• [Task to carry out]: Starting at the line that contains "point: foam trail" and ending at the line that contains "column 138, row 87", copy the rows with "boat railing" swapped for "deck railing" and nothing else altered. Leave the pictures out of your answer.

• [Material provided]:
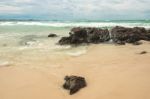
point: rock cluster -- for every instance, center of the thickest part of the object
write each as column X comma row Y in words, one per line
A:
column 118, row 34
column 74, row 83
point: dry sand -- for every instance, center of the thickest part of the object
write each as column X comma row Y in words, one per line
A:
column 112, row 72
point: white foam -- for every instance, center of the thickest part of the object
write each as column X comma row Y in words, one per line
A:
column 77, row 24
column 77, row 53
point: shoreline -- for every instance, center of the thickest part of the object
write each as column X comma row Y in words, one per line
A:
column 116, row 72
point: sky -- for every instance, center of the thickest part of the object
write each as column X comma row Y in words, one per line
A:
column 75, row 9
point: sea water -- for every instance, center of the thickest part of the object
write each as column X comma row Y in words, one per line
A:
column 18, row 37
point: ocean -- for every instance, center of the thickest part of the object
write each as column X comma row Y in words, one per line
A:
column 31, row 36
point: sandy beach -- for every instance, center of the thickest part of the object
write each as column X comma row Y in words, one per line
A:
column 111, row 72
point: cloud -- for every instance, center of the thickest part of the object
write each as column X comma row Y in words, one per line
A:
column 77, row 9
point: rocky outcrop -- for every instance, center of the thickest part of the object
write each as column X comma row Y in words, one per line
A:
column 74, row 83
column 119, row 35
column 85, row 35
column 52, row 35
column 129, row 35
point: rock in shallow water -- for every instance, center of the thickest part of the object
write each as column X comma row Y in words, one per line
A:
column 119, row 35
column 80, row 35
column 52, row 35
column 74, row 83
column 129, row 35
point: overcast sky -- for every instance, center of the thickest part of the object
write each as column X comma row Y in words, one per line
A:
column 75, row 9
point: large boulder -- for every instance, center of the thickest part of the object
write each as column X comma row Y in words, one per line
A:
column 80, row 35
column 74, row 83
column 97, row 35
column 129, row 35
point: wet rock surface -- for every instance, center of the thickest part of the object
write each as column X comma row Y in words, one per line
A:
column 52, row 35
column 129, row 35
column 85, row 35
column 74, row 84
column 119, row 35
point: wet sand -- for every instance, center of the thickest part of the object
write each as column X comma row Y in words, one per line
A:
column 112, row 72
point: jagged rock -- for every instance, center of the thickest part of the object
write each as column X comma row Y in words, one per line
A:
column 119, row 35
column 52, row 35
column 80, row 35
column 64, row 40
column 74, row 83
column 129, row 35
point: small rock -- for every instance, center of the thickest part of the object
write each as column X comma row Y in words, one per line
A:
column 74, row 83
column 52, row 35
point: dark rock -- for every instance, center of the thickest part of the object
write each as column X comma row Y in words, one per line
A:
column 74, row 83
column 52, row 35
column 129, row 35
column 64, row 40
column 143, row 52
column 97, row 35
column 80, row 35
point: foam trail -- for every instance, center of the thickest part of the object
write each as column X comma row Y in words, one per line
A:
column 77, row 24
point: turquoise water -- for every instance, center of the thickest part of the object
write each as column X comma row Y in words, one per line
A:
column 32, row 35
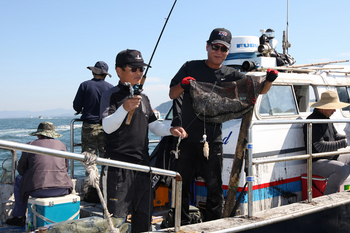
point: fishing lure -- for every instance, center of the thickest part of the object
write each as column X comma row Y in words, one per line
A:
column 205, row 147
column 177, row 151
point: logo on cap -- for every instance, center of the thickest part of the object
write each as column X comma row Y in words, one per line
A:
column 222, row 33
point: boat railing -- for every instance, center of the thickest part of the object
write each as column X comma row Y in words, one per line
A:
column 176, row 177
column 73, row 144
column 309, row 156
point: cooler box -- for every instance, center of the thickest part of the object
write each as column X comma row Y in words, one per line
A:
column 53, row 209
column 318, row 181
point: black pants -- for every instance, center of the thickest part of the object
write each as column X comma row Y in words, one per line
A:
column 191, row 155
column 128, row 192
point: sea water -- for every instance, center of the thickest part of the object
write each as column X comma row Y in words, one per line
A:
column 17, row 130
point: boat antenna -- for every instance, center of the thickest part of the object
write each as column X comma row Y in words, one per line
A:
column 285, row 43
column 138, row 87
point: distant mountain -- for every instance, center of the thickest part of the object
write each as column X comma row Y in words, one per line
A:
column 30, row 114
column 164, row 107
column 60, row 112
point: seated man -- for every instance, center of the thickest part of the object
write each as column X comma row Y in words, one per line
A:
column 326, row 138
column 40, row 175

--

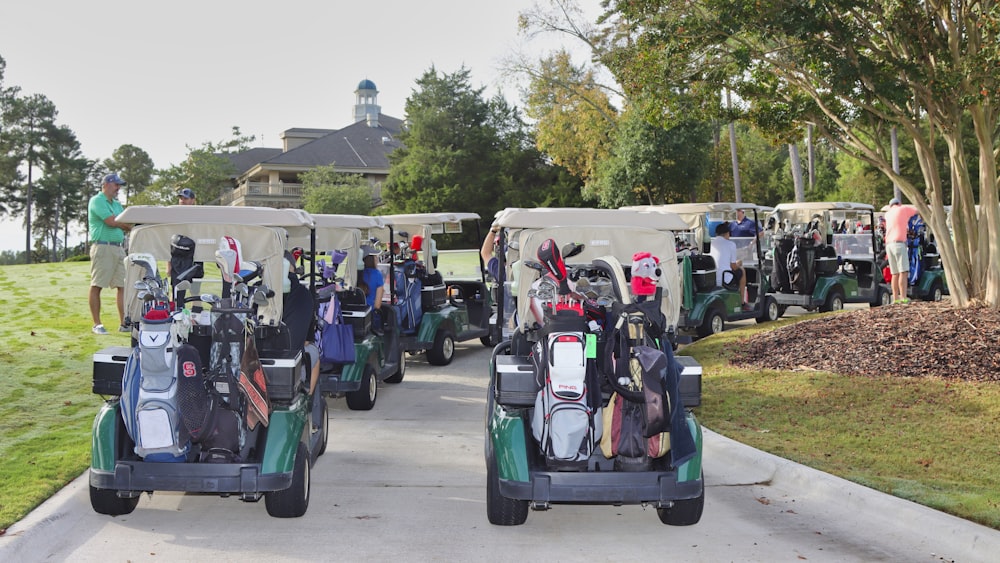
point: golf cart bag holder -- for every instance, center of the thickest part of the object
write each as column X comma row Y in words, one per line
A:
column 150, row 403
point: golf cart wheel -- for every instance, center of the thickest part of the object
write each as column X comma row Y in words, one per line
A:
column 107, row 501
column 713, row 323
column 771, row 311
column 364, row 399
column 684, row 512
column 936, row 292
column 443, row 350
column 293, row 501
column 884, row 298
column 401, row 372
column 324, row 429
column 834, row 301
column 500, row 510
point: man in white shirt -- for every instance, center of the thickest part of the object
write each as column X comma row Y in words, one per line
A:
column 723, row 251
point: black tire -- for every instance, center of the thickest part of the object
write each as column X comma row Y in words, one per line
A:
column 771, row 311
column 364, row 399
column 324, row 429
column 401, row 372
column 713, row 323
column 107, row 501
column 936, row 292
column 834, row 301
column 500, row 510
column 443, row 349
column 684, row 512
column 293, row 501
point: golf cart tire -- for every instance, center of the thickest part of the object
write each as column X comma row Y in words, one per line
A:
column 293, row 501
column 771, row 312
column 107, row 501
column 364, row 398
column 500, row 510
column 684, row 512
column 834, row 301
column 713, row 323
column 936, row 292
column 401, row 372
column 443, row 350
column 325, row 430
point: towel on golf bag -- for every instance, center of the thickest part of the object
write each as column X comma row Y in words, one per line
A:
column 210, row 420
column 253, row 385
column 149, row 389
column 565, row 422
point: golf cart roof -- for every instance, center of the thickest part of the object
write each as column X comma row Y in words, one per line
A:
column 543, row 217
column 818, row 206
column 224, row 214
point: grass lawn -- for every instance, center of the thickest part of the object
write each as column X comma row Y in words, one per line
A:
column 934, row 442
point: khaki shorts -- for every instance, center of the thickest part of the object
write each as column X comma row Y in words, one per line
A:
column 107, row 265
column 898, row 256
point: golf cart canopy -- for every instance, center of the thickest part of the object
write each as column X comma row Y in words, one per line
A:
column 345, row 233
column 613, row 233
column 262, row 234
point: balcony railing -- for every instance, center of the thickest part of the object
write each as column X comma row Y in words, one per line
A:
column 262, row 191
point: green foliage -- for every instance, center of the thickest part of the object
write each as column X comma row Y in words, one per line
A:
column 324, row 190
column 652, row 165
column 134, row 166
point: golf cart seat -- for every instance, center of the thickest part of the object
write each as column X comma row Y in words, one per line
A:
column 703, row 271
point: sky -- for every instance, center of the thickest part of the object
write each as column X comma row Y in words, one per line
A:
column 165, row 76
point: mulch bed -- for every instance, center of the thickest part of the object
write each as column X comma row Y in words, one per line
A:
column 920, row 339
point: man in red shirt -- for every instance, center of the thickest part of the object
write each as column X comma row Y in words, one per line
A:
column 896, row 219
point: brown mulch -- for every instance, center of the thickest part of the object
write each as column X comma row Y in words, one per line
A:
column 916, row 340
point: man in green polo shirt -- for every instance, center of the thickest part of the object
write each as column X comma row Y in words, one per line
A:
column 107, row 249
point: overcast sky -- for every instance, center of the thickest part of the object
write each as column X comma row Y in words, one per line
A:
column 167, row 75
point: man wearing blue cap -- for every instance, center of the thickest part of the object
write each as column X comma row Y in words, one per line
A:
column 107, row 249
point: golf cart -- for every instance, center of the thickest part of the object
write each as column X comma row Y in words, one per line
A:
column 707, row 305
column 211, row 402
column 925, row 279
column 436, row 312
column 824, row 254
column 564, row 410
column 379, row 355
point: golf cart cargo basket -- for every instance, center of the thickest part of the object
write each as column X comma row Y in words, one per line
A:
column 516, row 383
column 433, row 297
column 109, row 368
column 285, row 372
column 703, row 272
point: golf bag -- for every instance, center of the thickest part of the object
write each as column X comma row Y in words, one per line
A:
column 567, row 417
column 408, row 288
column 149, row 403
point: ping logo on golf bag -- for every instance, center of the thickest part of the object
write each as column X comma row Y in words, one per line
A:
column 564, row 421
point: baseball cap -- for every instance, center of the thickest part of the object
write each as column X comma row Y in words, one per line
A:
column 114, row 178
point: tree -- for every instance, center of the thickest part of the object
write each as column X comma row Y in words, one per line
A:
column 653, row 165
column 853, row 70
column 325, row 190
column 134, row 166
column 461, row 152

• [Response to this task]:
point: foam trail -- for every instance, center of the thickest part of the object
write each as column X comma row Y in words, one per line
A:
column 77, row 24
point: turquoise water -- for every instance, center of the thickest part of the object
write each as column X comma row Y in words, one per line
A:
column 32, row 35
point: fishing lure -- for every instance, center of the thickest part of the object
write each as column X comma row Y in words, one per line
A:
column 205, row 147
column 177, row 151
point: logo on cap -- for every instance, center of the thickest part of the object
write each as column X comma row Y in words, one per line
A:
column 222, row 33
point: deck railing -- for every instance, center of the thickest part of the object
write each as column X comma row Y in words, one per line
A:
column 176, row 177
column 73, row 144
column 309, row 156
point: cooler box -- for every instance, center of the thickest part of the object
write each as column X comma row Y in words, one per line
A:
column 53, row 209
column 318, row 181
point: black pants -- for every instance, center of the thickest part of the object
write each as column X comma row Y in words, one per line
A:
column 191, row 155
column 128, row 192
point: sea water -- for every instance, center of the thickest part of the object
write each as column X comma row Y in words, one per line
A:
column 17, row 130
point: boat antenna -- for every instance, center of the thickest part of the object
write each as column X comma row Y in words, one per line
A:
column 285, row 43
column 138, row 87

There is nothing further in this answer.